» EXERCISE PROMPT:
Change every "Teacher note" in the items below to "Instructor note" and write out all the lines again with nothing else altered. Leave the pictures out of your answer.

» SUPPLIED INFORMATION:

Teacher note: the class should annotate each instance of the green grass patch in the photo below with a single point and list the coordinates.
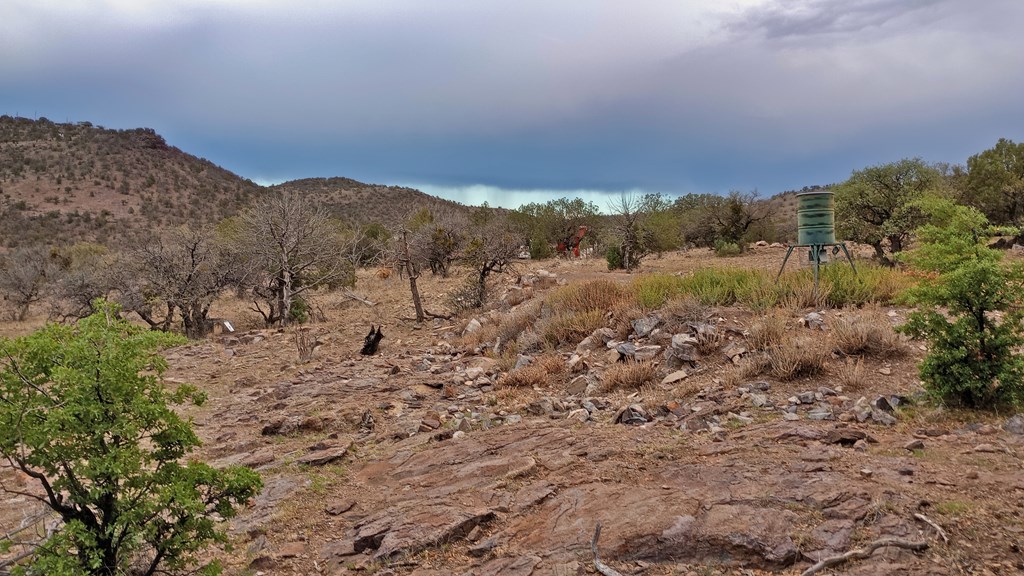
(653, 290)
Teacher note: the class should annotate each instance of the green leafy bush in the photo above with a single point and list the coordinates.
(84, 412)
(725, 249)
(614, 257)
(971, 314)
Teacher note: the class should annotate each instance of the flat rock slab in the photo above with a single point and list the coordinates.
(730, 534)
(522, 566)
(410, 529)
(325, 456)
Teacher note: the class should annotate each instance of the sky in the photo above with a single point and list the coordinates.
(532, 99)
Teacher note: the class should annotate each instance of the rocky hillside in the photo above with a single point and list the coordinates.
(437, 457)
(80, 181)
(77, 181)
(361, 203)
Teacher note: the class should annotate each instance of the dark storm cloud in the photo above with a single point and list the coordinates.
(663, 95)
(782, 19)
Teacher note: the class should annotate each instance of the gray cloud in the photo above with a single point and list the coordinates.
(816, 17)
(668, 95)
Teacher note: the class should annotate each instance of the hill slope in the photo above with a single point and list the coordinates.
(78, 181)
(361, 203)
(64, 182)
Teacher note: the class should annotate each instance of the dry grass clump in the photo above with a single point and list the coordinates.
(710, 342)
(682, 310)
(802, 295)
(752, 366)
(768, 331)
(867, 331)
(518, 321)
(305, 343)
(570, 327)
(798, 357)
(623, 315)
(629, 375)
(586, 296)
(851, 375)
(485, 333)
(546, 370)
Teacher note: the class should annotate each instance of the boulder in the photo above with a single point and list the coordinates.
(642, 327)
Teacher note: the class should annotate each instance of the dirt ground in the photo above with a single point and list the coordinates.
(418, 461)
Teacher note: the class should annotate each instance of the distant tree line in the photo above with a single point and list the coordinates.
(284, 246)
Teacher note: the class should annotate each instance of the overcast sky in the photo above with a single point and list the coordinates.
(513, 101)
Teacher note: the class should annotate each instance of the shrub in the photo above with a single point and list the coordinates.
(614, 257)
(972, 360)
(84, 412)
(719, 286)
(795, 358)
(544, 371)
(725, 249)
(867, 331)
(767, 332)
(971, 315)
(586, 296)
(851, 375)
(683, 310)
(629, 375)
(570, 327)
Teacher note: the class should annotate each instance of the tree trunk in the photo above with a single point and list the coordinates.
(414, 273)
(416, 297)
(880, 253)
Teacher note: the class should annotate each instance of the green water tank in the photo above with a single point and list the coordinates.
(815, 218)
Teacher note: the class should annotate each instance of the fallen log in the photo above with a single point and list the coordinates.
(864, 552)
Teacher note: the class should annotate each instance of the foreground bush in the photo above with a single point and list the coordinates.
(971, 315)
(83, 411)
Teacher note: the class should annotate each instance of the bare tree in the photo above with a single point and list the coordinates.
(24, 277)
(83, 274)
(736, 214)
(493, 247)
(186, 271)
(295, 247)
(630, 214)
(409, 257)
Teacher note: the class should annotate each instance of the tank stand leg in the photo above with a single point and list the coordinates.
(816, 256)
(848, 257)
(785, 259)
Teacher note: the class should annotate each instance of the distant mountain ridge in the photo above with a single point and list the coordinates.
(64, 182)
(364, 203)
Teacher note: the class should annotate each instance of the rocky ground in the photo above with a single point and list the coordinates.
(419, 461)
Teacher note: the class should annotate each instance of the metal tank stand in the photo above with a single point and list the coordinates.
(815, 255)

» EXPECTED ANSWER:
Instructor note: the class should annotate each instance of the green grass patch in the photo below with a single point and list the coordinates.
(653, 290)
Instructor note: the class should annotate each instance of the green leafy bush in the photo above with a single point and list the coordinates.
(84, 412)
(725, 249)
(614, 257)
(971, 314)
Instructor note: the class should annotate each instance of the flat rock slab in the photo above with a single point and list the coordinates.
(730, 534)
(522, 566)
(410, 529)
(325, 456)
Instructor note: the class should annotate each instance of the sky in the photo above with a single point and list the coordinates.
(532, 99)
Instructor note: the class should annotate each instance of the rocky hillside in the photo above with a single point and list the coordinates.
(437, 457)
(80, 181)
(77, 181)
(361, 203)
Instructor note: the class should annotate each instance of the dark storm cloud in the photo above with a single point and list the coordinates.
(663, 95)
(782, 19)
Instructor note: the class should annotate each instance of the gray cloud in the photo above with a single point and list the coordinates.
(816, 17)
(668, 95)
Instructor note: the class should annotate each instance of the hill slope in the photo above with a single point and list the coordinates.
(78, 181)
(361, 203)
(64, 182)
Instructor note: the class should annotate each instance of the dry grass clump in the photo above with a single point and list the coordinates.
(710, 342)
(682, 310)
(802, 295)
(752, 366)
(768, 331)
(867, 331)
(518, 321)
(305, 343)
(570, 327)
(798, 357)
(623, 315)
(629, 375)
(586, 296)
(851, 375)
(485, 333)
(546, 370)
Instructor note: the class should annotate each instance of the boulder in the photo above with a single point and list the coordinates.
(642, 327)
Instructor note: the class should annotate each instance of the dirt ground in the photo above with a single point and list the coordinates.
(418, 461)
Instructor note: the class should annotate each instance of the distant tree line in the photo above with a single point and list the coordinates.
(284, 246)
Instructor note: the class should annotate each instance of the overcast sky in the photo above with a single point and list the coordinates.
(513, 101)
Instructor note: the class should annotate each instance of the shrub in the photo above with a single point and list the coordinates.
(614, 257)
(972, 360)
(84, 412)
(719, 286)
(795, 358)
(544, 371)
(725, 249)
(867, 331)
(767, 332)
(971, 315)
(586, 296)
(851, 375)
(683, 310)
(629, 375)
(570, 327)
Instructor note: the class should annotate each instance of the tree trunk in the photo above with a single point and list the coordinates.
(414, 273)
(416, 297)
(880, 253)
Instructor note: the class should annotate each instance of the green water tank in the photo above with a single point and list the coordinates.
(815, 218)
Instructor note: the class should annotate each instance of the fallen log in the photo above with a single point and list the coordinates.
(864, 552)
Instructor note: the class should annotate each instance of the foreground bush in the photo above with a single point and list the coordinates.
(971, 315)
(83, 411)
Instructor note: the class should annotate each instance of the bare tree in the photo above with a single point and list the coordinates.
(24, 277)
(83, 274)
(736, 214)
(493, 247)
(186, 271)
(295, 247)
(630, 214)
(409, 257)
Instructor note: the class should annotate each instance of the tank stand leg in the photo above with a single point and list the coordinates.
(816, 256)
(848, 257)
(785, 259)
Instructor note: the class should annotate each instance of the distant mountain ridge in the photo above with a single point and list the coordinates.
(64, 182)
(364, 203)
Instructor note: the class should annotate each instance of the rocky ground in the photo above with a single point and list the coordinates.
(419, 461)
Instructor note: the class should annotate each instance of the metal tank stand in the photo above with a single point and list the coordinates.
(815, 255)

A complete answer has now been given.